---------- DOCUMENT

Dans un premier film formellement très abouti, la réalisatrice finno-suédoise Johanna Pyykkö explore son temps, le mensonge et l’identité.

 

Ce premier long-métrage de la réalisatrice finno-suédoise Johanna Pyykkö raconte quelques semaines de la vie d’une jeune fille à Oslo, tranche de vie dans laquelle il va s’avérer pour le spectateur difficile, voire impossible, de démêler le vrai du faux.

 

Ebba, 18 ans, a quitté sa cité, sa mère et sa sœur, atteinte de trisomie, pour vivre dans un petit studio en sous-sol d’une maison cosy dans un riche quartier résidentiel d’Oslo. Ebba travaille pour une entreprise de nettoyage et s’occupe régulièrement de sa sœur. La jeune fille observe le voisinage, jeunesse dorée d’Oslo, s’imaginant en faire partie.

--------------------

## CONSIGNES
1. Dans le texte sur le premier long-métrage de Johanna Pyykkö, pour quel type d'entreprise Ebba travaille-t-elle ?
2. Reproduisez fidèlement le passage du texte sur le premier long-métrage de Johanna Pyykkö qui commence à « Dans un premier » et se termine à « en faire partie. ».
3. Poursuivez le texte sur le premier long-métrage de Johanna Pyykkö à partir de sa dernière phrase.
Les lignes ci-après forment un matériel à part, indépendant du texte sur le premier long-métrage de Johanna Pyykkö.

---------- MATÉRIEL

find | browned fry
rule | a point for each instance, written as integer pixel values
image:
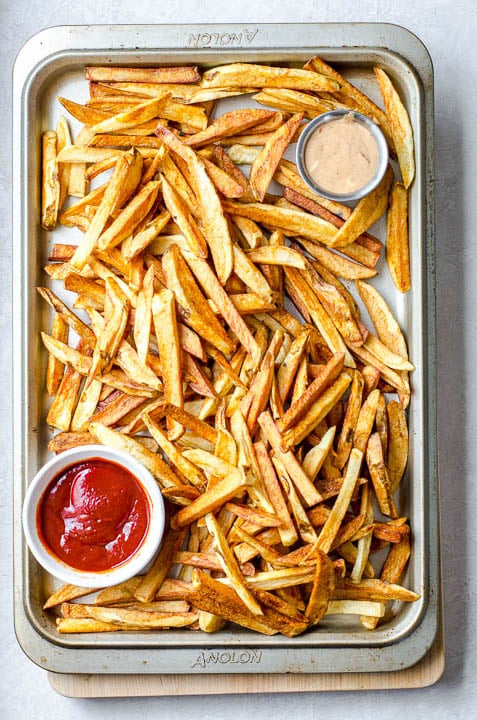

--------------------

## RÉPONSES CI-DESSOUS
1. Pour une entreprise de nettoyage.

2.
Dans un premier film formellement très abouti, la réalisatrice finno-suédoise Johanna Pyykkö explore son temps, le mensonge et l’identité.

 

Ce premier long-métrage de la réalisatrice finno-suédoise Johanna Pyykkö raconte quelques semaines de la vie d’une jeune fille à Oslo, tranche de vie dans laquelle il va s’avérer pour le spectateur difficile, voire impossible, de démêler le vrai du faux.

 

Ebba, 18 ans, a quitté sa cité, sa mère et sa sœur, atteinte de trisomie, pour vivre dans un petit studio en sous-sol d’une maison cosy dans un riche quartier résidentiel d’Oslo. Ebba travaille pour une entreprise de nettoyage et s’occupe régulièrement de sa sœur. La jeune fille observe le voisinage, jeunesse dorée d’Oslo, s’imaginant en faire partie.

3.
 

Ses propriétaires, quand ils partent pour un mois en vacances, lui confient les clés de la maison. Quelques jours plus tard, elle trouve un homme dans le port d’Oslo en rentrant de son travail. L’homme, blessé à la tête, semble avoir perdu la mémoire. Elle profite de cette amnésie pour s’installer avec lui dans la maison de ses propriétaires, lui faisant croire qu’il est son petit ami…

 

La réalisatrice installe son intrigue dans un décor, un contexte géographique et social : Oslo, ses quartiers riches et ses quartiers pauvres, ses travailleurs de nuit, ses immigrés aux activités plus ou moins légales, ses habitants qui vivent dans de belles maisons cossues, le fjord à leurs pieds.

 

Dans la tête d’Ebba

Mais très vite, ce qui pourrait ressembler à une chronique sociale se transforme en thriller psychologique, avec un scénario qui nous installe dans une tension constante, dans le point de vue exclusif de son personnage féminin, Ebba, une jeune fille qui ment à tout bout de champ, et abuse d’un homme qu’elle manipule comme un jouet.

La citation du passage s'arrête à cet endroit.